__SET OF TASKS__
A: Name every person identified by name in the report on the Maputo arms depot explosion, along with the role the report gives each one.
B: Carry on the report on the Maputo arms depot explosion from the point where it stops.

__TEXT PROVIDED__
┄┄┄┄┄┄┄┄┄┄┄┄┄┄┄┄┄┄┄┄

Mozambique has begun three days of national mourning after an explosion at an arms depot in the capital left at least 96 people dead and more than 400 injured, many of them children.
Officials said on Saturday that the death toll from Thursday's explosion would probably rise as rescuers continued search the rubble for survivors.
"Once we have recovered all the bodies, the number of deaths could pass 100," Enneas Comiche, the head of the Maputo municipal council, said.
Armando Guebuza, the president, has appointed an independent commission of inquiry into the blasts, a government spokesman said.
Munitions at the country's largest arms depot exploded on late on Thursday, landing on nearby poor neighborhoods, starting fires and causing residents to flee in panic.
"The defence ministry along with the city of Maputo is distributing leaflets to the families of the victims in order to organise the funerals," said a spokesman for the presidency, Estefanio Muholove.
He added that soldiers were going through the areas near the depot to collect the munitions that had not exploded.

┄┄┄┄┄┄┄┄┄┄┄┄┄┄┄┄┄┄┄┄

__RECORD SET__
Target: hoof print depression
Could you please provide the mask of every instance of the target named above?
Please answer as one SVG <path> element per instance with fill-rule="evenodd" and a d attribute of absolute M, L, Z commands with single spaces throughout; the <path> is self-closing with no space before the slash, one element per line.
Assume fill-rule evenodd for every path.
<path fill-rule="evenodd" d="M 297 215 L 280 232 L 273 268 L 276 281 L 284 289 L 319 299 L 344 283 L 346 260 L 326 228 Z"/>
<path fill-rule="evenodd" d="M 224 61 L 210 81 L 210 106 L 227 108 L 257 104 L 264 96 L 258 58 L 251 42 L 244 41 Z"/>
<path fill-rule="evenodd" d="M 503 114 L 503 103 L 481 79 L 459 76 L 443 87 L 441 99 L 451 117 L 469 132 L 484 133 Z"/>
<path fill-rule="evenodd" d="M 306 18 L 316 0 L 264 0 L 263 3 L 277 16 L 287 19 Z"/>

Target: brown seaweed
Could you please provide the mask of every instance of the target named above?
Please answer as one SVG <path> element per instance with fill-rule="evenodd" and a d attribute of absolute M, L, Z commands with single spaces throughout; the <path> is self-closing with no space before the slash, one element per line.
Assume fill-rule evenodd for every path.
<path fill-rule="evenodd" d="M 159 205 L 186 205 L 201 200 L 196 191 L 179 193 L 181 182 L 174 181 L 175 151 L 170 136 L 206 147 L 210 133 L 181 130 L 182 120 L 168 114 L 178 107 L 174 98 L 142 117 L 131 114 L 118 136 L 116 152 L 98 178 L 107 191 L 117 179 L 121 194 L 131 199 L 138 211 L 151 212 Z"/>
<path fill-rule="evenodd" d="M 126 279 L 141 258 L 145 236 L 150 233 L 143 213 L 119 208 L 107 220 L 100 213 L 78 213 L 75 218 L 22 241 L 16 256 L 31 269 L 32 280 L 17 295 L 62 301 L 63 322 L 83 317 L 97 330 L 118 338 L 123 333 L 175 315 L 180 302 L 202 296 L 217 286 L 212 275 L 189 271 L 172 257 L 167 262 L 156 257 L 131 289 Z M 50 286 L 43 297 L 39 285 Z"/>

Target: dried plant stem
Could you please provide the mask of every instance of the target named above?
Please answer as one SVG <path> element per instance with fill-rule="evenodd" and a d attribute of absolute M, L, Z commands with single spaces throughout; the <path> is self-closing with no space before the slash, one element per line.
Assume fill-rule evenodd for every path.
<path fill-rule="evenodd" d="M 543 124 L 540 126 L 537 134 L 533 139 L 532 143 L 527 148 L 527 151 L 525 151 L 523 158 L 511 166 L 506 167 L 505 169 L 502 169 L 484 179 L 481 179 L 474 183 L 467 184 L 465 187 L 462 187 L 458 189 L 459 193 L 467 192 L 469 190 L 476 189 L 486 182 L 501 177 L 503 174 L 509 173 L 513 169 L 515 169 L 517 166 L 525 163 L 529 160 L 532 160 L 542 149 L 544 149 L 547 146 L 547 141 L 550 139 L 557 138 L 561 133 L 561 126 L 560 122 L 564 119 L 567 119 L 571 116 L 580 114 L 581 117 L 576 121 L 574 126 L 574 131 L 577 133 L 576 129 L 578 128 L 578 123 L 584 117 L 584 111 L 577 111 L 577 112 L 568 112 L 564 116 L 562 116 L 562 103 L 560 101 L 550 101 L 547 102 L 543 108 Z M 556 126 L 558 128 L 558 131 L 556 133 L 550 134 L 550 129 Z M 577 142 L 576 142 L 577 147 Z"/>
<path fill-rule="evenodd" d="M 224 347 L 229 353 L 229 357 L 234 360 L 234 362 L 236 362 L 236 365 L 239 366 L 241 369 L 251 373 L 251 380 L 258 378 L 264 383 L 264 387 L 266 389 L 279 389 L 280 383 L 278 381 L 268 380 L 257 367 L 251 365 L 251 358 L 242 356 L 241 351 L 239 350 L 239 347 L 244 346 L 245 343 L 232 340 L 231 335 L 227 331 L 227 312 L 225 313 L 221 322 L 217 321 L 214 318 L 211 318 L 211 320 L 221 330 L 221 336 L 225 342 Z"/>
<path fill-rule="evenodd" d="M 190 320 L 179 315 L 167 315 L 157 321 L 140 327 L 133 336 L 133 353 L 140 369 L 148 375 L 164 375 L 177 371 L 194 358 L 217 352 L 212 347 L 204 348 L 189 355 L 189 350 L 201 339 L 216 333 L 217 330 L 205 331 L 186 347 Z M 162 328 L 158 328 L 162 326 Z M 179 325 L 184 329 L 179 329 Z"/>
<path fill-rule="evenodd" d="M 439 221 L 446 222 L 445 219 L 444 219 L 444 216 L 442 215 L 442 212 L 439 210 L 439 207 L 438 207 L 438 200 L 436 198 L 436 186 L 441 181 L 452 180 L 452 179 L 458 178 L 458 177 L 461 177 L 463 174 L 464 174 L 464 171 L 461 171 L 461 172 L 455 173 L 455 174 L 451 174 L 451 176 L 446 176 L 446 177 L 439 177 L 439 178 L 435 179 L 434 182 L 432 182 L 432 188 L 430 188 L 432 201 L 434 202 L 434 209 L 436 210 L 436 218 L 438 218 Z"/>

┄┄┄┄┄┄┄┄┄┄┄┄┄┄┄┄┄┄┄┄

__WRITTEN ANSWERS__
A:
- Enneas Comiche, head of the Maputo municipal council
- Armando Guebuza, the president
- Estefanio Muholove, a spokesman for the presidency

B:
Leila Pakkala, the UN children's fund representative in Mozambique, warned of the danger to children from the undetonated munitions.
"Experience in similar situations has shown that children in particular are in danger of being injured by playing with arms and mortars that have exploded," she said in a statement.
About 20 tonnes of obsolete arms and munitions dating from the country's 1976-1992 civil war had been stockpiled in the depot, set to be destroyed.
Luisa Diogo, Mozambique's prime minister, visited the injured in hospital on Saturday morning, local radio reported.
Most of the injured - many of them children - had limbs amputated, while others suffered head injuries and severe burns, according to doctors at Maputo hospitals.
The government says the blasts were triggered by high temperatures of up to 38c.